- [A block of data]:

______________________________

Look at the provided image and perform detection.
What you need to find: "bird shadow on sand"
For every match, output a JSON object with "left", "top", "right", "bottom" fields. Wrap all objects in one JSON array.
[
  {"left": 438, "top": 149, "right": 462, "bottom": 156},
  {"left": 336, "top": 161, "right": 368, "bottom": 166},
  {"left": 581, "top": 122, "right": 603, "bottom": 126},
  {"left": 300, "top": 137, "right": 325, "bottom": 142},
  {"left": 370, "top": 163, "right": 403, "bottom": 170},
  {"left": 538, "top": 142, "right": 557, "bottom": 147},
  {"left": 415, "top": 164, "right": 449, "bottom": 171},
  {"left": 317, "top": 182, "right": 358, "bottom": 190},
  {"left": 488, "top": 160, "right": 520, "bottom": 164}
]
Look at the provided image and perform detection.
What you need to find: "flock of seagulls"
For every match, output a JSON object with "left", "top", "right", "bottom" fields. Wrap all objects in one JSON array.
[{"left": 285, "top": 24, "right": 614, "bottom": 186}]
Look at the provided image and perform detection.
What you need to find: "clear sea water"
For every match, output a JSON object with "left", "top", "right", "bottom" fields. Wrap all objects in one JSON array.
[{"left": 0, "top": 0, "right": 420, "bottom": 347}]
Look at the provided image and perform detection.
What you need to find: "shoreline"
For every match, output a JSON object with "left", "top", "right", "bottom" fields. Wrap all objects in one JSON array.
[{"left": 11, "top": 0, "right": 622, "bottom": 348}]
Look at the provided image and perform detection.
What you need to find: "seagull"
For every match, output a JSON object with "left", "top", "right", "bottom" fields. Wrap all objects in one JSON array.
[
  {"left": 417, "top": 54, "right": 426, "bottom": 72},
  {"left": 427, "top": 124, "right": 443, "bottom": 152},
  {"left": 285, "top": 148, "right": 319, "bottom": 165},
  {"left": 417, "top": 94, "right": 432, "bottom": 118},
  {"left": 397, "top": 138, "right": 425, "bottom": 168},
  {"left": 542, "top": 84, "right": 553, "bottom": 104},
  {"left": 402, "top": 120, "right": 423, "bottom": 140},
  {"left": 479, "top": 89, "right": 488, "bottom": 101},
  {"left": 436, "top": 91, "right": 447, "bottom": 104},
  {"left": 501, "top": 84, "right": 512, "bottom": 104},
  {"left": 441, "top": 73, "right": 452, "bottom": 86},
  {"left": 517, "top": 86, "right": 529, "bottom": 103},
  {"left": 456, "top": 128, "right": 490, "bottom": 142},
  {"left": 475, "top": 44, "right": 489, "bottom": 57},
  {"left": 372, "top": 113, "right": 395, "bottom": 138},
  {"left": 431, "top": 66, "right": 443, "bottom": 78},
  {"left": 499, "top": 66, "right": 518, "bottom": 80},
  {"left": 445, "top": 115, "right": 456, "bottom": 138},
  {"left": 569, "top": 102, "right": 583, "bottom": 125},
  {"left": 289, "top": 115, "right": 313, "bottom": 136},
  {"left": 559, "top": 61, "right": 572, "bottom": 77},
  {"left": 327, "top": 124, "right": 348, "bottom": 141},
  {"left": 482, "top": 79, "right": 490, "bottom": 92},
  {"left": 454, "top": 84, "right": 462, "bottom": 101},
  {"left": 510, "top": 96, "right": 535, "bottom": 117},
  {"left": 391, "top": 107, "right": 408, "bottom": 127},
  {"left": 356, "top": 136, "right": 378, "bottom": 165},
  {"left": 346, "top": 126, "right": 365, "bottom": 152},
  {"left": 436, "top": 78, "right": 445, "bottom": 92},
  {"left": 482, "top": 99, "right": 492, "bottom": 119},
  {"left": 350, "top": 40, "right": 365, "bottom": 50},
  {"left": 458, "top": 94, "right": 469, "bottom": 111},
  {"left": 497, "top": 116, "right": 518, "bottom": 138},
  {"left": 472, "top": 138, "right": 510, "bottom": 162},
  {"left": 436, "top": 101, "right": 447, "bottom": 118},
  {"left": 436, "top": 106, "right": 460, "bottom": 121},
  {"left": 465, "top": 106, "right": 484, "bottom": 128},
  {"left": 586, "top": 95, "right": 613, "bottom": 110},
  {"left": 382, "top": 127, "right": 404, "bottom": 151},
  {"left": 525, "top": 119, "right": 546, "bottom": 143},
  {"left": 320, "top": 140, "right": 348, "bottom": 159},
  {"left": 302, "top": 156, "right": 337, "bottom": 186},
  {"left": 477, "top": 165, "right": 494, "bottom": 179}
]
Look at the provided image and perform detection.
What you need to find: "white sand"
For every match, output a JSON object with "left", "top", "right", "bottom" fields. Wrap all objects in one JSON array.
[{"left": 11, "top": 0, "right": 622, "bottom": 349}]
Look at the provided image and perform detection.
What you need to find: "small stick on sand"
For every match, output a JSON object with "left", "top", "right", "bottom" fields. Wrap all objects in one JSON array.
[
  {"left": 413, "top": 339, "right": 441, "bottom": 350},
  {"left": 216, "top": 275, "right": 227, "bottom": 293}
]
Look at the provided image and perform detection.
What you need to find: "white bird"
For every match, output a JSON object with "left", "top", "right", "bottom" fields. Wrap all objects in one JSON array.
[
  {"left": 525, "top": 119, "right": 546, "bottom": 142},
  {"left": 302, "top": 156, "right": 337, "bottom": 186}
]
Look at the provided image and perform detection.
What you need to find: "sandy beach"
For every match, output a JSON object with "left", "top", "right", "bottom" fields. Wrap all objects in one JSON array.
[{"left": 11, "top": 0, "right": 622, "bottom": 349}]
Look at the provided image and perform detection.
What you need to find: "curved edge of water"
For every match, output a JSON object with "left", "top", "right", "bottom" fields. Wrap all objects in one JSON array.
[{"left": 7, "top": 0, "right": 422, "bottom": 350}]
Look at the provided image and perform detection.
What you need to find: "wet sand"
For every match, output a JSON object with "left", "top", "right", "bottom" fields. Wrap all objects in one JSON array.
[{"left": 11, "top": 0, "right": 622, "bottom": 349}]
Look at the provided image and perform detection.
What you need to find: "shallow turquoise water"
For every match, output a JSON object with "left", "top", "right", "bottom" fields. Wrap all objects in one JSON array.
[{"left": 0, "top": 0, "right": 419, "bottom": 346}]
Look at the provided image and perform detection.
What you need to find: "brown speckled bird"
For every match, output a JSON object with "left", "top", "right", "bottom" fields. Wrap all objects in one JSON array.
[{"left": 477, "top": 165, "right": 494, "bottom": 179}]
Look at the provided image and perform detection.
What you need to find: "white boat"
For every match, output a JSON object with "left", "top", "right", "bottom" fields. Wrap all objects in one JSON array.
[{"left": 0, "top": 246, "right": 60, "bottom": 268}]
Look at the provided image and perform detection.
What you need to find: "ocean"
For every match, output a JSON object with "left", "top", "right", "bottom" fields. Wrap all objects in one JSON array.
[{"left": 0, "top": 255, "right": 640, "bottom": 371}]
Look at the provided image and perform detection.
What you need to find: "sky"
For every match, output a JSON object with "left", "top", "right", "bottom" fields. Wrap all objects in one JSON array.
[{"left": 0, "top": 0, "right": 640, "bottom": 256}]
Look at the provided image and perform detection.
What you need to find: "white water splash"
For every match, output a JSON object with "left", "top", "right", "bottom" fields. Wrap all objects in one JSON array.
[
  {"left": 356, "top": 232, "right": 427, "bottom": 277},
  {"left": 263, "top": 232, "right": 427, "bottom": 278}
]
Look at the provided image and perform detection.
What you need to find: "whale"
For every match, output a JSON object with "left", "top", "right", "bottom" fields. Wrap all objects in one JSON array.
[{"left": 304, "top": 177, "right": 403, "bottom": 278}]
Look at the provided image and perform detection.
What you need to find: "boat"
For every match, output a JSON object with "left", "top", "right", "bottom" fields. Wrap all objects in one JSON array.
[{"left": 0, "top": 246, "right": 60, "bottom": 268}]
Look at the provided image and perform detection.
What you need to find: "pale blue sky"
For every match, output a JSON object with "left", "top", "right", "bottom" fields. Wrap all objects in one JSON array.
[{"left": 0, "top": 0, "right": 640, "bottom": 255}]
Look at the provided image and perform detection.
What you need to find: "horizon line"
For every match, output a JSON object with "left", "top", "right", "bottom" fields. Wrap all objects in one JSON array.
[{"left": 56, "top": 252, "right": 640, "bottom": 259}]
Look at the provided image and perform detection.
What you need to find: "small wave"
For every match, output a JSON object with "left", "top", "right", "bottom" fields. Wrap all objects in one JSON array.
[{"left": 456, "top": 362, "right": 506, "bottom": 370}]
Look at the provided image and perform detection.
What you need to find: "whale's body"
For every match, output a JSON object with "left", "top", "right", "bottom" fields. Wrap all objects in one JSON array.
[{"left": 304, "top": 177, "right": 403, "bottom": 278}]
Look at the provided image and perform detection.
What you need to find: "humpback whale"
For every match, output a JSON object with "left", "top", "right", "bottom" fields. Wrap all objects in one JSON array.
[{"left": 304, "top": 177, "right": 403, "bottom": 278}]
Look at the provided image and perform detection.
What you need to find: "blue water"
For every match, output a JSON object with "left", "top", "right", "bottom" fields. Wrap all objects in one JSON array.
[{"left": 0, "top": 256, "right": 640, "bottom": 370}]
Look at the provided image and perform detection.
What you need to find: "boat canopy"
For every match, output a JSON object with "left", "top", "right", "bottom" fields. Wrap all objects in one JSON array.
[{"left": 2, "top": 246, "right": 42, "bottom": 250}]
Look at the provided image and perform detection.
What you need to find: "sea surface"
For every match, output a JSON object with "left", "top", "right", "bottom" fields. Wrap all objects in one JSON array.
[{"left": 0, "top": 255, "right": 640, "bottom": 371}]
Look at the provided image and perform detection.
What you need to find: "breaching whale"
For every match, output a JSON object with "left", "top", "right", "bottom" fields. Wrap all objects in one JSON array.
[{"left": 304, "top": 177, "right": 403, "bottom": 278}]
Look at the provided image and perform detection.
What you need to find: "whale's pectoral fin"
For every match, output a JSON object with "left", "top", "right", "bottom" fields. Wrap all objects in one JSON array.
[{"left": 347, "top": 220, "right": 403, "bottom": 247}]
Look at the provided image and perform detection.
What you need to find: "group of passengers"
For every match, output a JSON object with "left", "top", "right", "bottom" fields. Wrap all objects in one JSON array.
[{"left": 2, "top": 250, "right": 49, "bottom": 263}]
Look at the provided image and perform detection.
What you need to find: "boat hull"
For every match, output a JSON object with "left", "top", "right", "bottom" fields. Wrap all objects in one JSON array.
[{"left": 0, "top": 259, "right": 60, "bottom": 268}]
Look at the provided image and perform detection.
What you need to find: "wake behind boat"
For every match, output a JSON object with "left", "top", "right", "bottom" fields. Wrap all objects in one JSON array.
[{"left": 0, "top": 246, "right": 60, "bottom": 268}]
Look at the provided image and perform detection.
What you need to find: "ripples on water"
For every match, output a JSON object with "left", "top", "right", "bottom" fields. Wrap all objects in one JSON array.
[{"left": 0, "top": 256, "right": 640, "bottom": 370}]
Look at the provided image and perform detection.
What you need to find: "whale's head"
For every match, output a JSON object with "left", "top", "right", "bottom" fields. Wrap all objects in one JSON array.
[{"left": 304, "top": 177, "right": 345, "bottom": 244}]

______________________________

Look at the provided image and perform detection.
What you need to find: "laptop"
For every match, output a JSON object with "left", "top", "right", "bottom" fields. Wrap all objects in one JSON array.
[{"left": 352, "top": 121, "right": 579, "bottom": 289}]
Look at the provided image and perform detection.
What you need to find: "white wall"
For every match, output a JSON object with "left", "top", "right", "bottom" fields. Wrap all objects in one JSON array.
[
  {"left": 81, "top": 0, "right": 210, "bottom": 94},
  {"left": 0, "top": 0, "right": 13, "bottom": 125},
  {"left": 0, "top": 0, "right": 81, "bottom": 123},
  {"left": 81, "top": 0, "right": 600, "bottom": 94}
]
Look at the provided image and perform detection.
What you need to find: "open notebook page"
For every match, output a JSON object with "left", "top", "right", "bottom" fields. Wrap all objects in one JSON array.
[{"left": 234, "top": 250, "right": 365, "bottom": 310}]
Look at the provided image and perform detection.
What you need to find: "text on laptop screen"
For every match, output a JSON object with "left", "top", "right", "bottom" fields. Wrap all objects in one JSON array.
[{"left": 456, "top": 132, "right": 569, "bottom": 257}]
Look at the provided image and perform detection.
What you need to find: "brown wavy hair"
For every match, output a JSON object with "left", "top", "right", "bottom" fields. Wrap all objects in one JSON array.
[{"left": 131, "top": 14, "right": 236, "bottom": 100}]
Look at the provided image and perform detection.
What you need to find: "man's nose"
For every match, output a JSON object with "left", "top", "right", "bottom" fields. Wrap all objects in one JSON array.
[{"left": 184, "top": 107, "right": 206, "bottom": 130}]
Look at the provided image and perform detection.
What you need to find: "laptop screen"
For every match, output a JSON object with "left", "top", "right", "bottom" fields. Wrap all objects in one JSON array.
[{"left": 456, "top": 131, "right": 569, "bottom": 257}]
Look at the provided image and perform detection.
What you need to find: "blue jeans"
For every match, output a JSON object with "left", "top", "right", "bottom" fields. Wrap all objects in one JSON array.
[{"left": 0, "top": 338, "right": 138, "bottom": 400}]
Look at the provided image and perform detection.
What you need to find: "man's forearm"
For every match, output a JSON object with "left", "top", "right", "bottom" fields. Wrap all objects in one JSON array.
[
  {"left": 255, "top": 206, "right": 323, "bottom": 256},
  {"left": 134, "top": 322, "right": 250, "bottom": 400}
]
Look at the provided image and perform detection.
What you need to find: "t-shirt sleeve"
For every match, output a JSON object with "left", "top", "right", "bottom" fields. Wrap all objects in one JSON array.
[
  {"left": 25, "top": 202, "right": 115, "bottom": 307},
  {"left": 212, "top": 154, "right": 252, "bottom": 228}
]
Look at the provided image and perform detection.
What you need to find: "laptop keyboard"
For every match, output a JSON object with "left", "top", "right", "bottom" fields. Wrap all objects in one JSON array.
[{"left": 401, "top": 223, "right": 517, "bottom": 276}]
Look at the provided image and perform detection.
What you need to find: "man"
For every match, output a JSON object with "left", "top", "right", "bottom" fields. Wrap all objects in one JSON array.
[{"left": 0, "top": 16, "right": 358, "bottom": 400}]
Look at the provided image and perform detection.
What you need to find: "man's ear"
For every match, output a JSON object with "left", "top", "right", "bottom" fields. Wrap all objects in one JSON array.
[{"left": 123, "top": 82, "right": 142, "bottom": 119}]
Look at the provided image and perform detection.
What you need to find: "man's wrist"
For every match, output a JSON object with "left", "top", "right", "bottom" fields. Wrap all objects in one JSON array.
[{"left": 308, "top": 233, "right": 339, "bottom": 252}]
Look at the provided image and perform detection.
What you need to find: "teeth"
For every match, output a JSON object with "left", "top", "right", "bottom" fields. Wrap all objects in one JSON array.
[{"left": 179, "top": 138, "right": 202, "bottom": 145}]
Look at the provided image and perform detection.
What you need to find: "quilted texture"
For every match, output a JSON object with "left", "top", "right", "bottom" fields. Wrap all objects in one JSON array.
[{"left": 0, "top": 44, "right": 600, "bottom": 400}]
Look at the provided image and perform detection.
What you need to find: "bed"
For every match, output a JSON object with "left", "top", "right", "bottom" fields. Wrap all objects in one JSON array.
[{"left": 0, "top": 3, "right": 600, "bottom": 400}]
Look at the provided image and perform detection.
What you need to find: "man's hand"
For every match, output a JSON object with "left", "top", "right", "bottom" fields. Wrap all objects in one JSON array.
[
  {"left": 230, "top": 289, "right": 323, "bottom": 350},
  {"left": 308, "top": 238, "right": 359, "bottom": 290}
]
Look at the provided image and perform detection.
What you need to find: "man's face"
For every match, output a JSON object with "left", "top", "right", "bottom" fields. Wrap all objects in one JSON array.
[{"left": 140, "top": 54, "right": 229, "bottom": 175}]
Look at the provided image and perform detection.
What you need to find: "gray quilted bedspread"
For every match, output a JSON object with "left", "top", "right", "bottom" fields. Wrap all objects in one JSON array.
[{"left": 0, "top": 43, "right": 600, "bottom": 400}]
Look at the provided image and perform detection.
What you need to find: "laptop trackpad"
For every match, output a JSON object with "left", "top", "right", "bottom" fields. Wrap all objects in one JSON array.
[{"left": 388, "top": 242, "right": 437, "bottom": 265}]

______________________________

- [Exercise goal]:
Collect every line of the listing above that contains the string "laptop", copying each one in full.

- [Written response]:
What you need to find: "laptop"
What you need to find: "text on laptop screen"
What you need to find: "laptop screen"
What you need to find: "laptop keyboard"
What you need to find: "laptop trackpad"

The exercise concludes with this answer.